* [Document section]
───
Hogan often recited passages from Shakespeare, Keats, and Milton. He was Washington's most prominent patron of the arts, a mainstay at Washington Senators baseball games, and an enthusiastic supporter of Georgetown University sports.
The Hogan home, now the Korean Embassy, was an oasis for Hogan's California friends and clients like Lillian Gish, Gertrude Lawrence, and Beatrice Lillie.
For all his power, Hogan heard little of the praise that came his way. By his late fifties, he had lost most of his hearing. At the urging of friends, he was fitted for a hearing aid. But out of vanity he could not bring himself to use it.
Then doctors diagnosed Hogan as suffering from Parkinson's disease. In 1944, at the age of 67, he died.
The firm that had reconstituted itself in 1938 with seven lawyers still had just ten. In the 1940s, that was a good-sized law firm. Hartson, a tax lawyer, took over management of Hogan & Hartson, and he was committed to growth. By 1949, the firm had 14 partners, including John Sirica.
───
* [Records shown]
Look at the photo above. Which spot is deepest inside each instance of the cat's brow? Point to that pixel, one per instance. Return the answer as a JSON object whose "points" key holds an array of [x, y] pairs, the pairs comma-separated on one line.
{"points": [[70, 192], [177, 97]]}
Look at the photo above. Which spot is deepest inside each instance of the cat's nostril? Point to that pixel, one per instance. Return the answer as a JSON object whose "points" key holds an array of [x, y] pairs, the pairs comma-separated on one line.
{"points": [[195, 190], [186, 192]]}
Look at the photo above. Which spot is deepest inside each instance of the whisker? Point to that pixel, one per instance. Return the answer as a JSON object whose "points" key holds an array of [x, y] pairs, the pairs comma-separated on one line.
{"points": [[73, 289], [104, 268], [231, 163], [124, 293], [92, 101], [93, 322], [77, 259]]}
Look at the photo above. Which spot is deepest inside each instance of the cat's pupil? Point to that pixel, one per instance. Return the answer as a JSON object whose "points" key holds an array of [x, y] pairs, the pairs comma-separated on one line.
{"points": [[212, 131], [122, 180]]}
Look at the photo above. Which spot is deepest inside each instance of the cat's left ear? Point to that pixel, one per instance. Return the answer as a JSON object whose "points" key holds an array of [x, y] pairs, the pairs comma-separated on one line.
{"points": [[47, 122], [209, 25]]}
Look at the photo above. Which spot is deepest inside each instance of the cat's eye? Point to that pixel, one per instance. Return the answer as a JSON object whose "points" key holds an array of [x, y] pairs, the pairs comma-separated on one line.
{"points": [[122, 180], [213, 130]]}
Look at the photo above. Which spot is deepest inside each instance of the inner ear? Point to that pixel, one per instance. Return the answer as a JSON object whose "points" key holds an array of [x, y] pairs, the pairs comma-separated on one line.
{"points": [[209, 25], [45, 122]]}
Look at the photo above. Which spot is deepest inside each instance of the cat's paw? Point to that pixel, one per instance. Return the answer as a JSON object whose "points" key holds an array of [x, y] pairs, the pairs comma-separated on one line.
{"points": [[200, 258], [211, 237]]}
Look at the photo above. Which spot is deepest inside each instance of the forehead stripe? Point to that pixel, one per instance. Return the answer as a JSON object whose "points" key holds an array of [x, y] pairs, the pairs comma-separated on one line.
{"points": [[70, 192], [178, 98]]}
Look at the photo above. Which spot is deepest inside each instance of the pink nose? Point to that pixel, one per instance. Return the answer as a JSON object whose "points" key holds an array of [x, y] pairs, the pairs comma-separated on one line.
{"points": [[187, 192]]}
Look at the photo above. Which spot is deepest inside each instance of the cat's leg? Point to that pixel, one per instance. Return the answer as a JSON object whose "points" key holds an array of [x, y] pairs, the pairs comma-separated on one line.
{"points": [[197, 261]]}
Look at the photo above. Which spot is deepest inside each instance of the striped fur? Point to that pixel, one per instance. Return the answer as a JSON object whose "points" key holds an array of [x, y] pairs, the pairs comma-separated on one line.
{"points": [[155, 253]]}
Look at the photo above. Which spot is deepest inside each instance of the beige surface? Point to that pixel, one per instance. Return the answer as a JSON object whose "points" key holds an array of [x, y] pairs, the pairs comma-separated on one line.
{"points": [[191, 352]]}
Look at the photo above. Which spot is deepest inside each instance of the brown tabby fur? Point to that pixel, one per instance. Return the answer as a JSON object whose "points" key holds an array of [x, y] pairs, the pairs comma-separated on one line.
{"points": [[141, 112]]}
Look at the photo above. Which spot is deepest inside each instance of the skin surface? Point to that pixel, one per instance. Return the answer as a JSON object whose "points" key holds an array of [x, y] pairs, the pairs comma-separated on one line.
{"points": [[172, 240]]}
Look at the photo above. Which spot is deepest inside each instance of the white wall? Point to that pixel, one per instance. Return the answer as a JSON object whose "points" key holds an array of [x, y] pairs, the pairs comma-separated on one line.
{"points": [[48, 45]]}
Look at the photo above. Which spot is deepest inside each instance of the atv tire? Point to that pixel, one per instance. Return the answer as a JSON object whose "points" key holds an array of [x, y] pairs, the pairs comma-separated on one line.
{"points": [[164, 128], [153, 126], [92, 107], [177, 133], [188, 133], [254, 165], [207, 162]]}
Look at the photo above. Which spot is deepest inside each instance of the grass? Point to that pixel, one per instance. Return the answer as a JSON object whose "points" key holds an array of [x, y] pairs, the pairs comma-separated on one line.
───
* [Exercises]
1. Answer these about the text on Hogan:
(a) What is the Hogan home now?
(b) How old was Hogan when he died?
(c) How many partners did the firm have by 1949?
2. From the text on Hogan, return word for word the part that begins at the words "For all his" and stops after "67, he died.".

* [Per-task answers]
1.
(a) The Korean Embassy
(b) 67
(c) 14

2.
For all his power, Hogan heard little of the praise that came his way. By his late fifties, he had lost most of his hearing. At the urging of friends, he was fitted for a hearing aid. But out of vanity he could not bring himself to use it.
Then doctors diagnosed Hogan as suffering from Parkinson's disease. In 1944, at the age of 67, he died.